Records supplied

----------------------------------------

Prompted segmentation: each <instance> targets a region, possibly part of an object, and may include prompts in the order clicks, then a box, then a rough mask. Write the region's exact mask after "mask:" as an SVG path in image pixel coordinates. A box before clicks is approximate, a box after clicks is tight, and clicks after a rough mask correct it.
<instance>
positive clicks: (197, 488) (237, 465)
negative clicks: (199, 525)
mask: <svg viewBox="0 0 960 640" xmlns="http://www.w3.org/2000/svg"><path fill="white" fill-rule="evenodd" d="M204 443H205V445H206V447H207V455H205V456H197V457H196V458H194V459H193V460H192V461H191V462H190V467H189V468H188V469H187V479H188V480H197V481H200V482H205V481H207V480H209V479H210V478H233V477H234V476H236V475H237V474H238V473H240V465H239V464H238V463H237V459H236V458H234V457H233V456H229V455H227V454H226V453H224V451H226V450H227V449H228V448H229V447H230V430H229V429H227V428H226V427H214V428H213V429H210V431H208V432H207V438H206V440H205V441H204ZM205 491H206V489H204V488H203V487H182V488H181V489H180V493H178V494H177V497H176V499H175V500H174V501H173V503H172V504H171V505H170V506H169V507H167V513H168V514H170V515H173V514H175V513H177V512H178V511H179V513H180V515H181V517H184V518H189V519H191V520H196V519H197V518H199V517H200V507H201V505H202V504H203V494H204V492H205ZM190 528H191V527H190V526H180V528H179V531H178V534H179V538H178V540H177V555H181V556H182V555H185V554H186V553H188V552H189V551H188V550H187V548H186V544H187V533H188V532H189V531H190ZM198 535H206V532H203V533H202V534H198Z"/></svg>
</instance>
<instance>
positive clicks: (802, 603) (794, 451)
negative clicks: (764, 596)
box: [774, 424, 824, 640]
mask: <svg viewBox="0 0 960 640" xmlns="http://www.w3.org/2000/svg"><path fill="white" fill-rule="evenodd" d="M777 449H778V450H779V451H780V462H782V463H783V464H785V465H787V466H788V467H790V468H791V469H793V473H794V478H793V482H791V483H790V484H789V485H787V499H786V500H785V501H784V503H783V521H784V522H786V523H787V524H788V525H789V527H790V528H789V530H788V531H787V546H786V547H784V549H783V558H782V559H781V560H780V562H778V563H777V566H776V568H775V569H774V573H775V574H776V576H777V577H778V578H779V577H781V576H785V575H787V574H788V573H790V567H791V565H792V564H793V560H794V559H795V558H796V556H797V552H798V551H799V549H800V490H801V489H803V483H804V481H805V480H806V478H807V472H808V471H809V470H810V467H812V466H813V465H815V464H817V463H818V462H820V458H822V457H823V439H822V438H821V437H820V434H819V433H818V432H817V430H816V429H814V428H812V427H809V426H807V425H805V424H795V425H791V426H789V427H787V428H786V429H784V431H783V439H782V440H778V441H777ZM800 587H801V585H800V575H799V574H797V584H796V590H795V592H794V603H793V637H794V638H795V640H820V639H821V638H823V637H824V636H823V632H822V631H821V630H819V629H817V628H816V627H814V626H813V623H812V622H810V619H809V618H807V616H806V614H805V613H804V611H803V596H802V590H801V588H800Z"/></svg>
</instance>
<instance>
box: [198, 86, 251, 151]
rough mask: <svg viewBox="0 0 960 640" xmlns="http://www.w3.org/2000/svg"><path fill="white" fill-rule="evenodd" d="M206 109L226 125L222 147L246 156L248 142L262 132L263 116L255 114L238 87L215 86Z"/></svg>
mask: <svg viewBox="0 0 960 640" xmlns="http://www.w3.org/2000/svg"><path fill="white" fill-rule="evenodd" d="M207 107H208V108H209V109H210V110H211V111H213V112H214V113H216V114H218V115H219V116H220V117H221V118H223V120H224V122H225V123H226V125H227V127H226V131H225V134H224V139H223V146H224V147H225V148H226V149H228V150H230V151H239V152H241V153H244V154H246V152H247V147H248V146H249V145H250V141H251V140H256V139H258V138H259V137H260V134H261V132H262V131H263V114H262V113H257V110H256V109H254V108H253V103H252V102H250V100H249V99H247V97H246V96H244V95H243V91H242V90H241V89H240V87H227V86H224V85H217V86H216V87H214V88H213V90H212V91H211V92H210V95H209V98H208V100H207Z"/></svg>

----------------------------------------

Work instructions
Turn every line of the records above into a numbered list, skipping any blank lines.

Answer area
1. Prompted segmentation: each <instance> targets a region, possibly part of an object, and may include prompts in the order clicks, then a box, then a rough mask. Write the region's exact mask after "mask:" as an SVG path in image pixel coordinates. A box before clicks is approximate, a box after clicks is tight, and clicks after a rough mask correct it.
2. <instance>
3. positive clicks: (197, 488) (237, 465)
4. negative clicks: (199, 525)
5. mask: <svg viewBox="0 0 960 640" xmlns="http://www.w3.org/2000/svg"><path fill="white" fill-rule="evenodd" d="M204 443H205V445H206V447H207V455H205V456H197V457H196V458H194V459H193V460H192V461H191V462H190V467H189V468H188V469H187V479H188V480H197V481H200V482H205V481H207V480H209V479H210V478H233V477H234V476H236V475H237V474H238V473H240V465H239V464H238V463H237V459H236V458H234V457H233V456H229V455H227V454H226V453H224V451H226V450H227V449H228V448H229V447H230V430H229V429H227V428H226V427H214V428H213V429H210V431H208V432H207V438H206V440H205V441H204ZM205 491H206V489H204V488H203V487H182V488H181V489H180V493H178V494H177V497H176V499H175V500H174V501H173V503H172V504H171V505H170V506H169V507H167V513H168V514H170V515H173V514H175V513H177V512H178V511H179V513H180V515H181V517H184V518H189V519H191V520H196V519H197V518H199V517H200V507H201V505H202V504H203V494H204V492H205ZM190 528H191V527H190V526H180V528H179V531H178V534H179V538H178V540H177V555H181V556H182V555H185V554H186V553H188V552H189V551H188V550H187V548H186V544H187V533H188V532H189V531H190ZM198 535H206V532H203V533H202V534H198Z"/></svg>
6. </instance>
7. <instance>
8. positive clicks: (802, 603) (794, 451)
9. negative clicks: (764, 596)
10. box: [774, 424, 824, 640]
11. mask: <svg viewBox="0 0 960 640" xmlns="http://www.w3.org/2000/svg"><path fill="white" fill-rule="evenodd" d="M777 449H778V450H779V451H780V462H782V463H783V464H785V465H787V466H788V467H790V468H791V469H793V473H794V478H793V482H791V483H790V484H789V485H787V499H786V500H785V501H784V503H783V521H784V522H786V523H787V524H788V525H789V527H790V528H789V530H788V531H787V546H786V547H784V549H783V558H782V559H781V560H780V562H778V563H777V566H776V568H775V569H774V573H775V574H776V576H777V577H778V578H779V577H781V576H785V575H787V574H788V573H790V567H791V565H792V564H793V560H794V559H795V558H796V556H797V552H798V551H799V549H800V490H801V489H803V483H804V481H805V480H806V478H807V472H808V471H809V470H810V467H812V466H813V465H815V464H817V463H818V462H820V458H822V457H823V439H822V438H821V437H820V434H819V433H818V432H817V430H816V429H814V428H812V427H809V426H807V425H805V424H795V425H791V426H789V427H787V428H786V429H784V431H783V439H782V440H778V441H777ZM800 587H801V585H800V575H799V574H797V584H796V590H795V592H794V603H793V637H794V638H795V640H820V639H821V638H823V637H824V636H823V632H822V631H821V630H819V629H817V628H816V627H814V626H813V623H812V622H810V619H809V618H807V616H806V614H805V613H804V611H803V596H802V590H801V588H800Z"/></svg>
12. </instance>
13. <instance>
14. box: [198, 86, 251, 151]
15. rough mask: <svg viewBox="0 0 960 640" xmlns="http://www.w3.org/2000/svg"><path fill="white" fill-rule="evenodd" d="M206 109L226 125L222 147L246 156L248 142L262 132L263 116L255 114L238 87L215 86Z"/></svg>
16. mask: <svg viewBox="0 0 960 640" xmlns="http://www.w3.org/2000/svg"><path fill="white" fill-rule="evenodd" d="M207 107H208V108H209V109H210V110H211V111H213V112H214V113H216V114H218V115H219V116H220V117H221V118H223V120H224V122H225V123H226V125H227V127H226V131H225V134H224V139H223V146H224V147H225V148H226V149H228V150H230V151H239V152H241V153H244V154H246V152H247V147H248V146H249V145H250V141H251V140H256V139H258V138H259V137H260V134H261V132H262V131H263V114H262V113H257V110H256V109H254V108H253V103H252V102H250V100H249V99H247V97H246V96H244V95H243V91H242V90H241V89H240V87H227V86H224V85H217V86H216V87H214V88H213V90H212V91H211V92H210V95H209V98H208V100H207Z"/></svg>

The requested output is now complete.